__ENTRIES SUPPLIED__
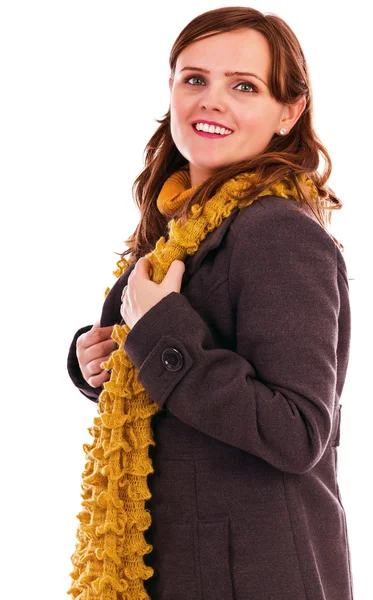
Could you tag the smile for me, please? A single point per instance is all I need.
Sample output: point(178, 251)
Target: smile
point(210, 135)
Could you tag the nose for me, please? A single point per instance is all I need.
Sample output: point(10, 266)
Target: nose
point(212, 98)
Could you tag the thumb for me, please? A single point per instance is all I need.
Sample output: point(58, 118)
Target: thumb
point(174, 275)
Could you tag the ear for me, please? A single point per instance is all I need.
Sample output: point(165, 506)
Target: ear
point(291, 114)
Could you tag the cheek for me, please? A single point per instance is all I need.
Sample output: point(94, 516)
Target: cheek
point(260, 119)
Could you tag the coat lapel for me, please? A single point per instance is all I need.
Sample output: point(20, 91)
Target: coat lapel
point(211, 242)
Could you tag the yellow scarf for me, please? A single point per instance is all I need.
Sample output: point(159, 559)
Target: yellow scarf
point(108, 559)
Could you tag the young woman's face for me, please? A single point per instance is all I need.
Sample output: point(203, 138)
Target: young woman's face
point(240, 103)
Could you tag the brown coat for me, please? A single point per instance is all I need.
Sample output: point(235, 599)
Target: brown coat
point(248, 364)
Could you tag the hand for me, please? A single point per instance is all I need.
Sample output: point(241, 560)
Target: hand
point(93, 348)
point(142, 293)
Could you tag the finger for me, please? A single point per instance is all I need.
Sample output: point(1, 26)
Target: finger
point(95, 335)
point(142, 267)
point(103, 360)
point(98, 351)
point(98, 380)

__TASK STATEMENT__
Render every line of the records above as a Markdown table with the columns Row and Line, numbering each row and skipping blank lines. Leave the pictures out.

__RESULT__
| Row | Line |
|---|---|
| 1 | Could you tag the smile for me, please? A single point per instance is all I need. |
| 2 | Sample output: point(178, 251) |
| 3 | Target: smile |
| 4 | point(210, 135) |
| 5 | Could you tag the nose for me, please? A single point per instance is all I need. |
| 6 | Sample output: point(10, 266) |
| 7 | Target: nose |
| 8 | point(212, 98) |
| 9 | Could you tag the thumb for me, please? A single point per instance is all I need. |
| 10 | Sample output: point(58, 118) |
| 11 | Target: thumb |
| 12 | point(174, 275) |
| 13 | Could you tag the ear for me, please? A single point per instance is all I need. |
| 14 | Sample output: point(165, 506) |
| 15 | Target: ear |
| 16 | point(291, 114) |
| 17 | Could you tag the cheek for me, please? A single point per instance is all I need. |
| 18 | Sample output: point(94, 516) |
| 19 | Target: cheek |
| 20 | point(260, 119) |
| 21 | Could you tag the coat lapel for me, please? A single point per instance is all I need. |
| 22 | Sample output: point(20, 91) |
| 23 | Target: coat lapel |
| 24 | point(211, 242) |
| 25 | Could you tag the yellow scarf for me, please? A single point per instance is all I need. |
| 26 | Sample output: point(159, 559) |
| 27 | Target: yellow scarf |
| 28 | point(108, 559) |
| 29 | Could you tag the young woman's face for me, please? A single point per instance is all I need. |
| 30 | Sample output: point(203, 138) |
| 31 | Target: young woman's face |
| 32 | point(240, 103) |
| 33 | Could you tag the brown coat for me, please? A single point per instance is all I need. |
| 34 | Sample output: point(235, 599) |
| 35 | Target: brown coat |
| 36 | point(248, 364) |
| 37 | Could you tag the hand for me, please? A single point per instance is all I need. |
| 38 | Sample output: point(241, 560) |
| 39 | Target: hand |
| 40 | point(93, 348) |
| 41 | point(142, 293) |
| 42 | Could you tag the finger for me, please? A single point per instance is all I need. |
| 43 | Sample output: point(1, 26) |
| 44 | Target: finger |
| 45 | point(95, 335) |
| 46 | point(142, 267) |
| 47 | point(103, 360) |
| 48 | point(98, 351) |
| 49 | point(98, 380) |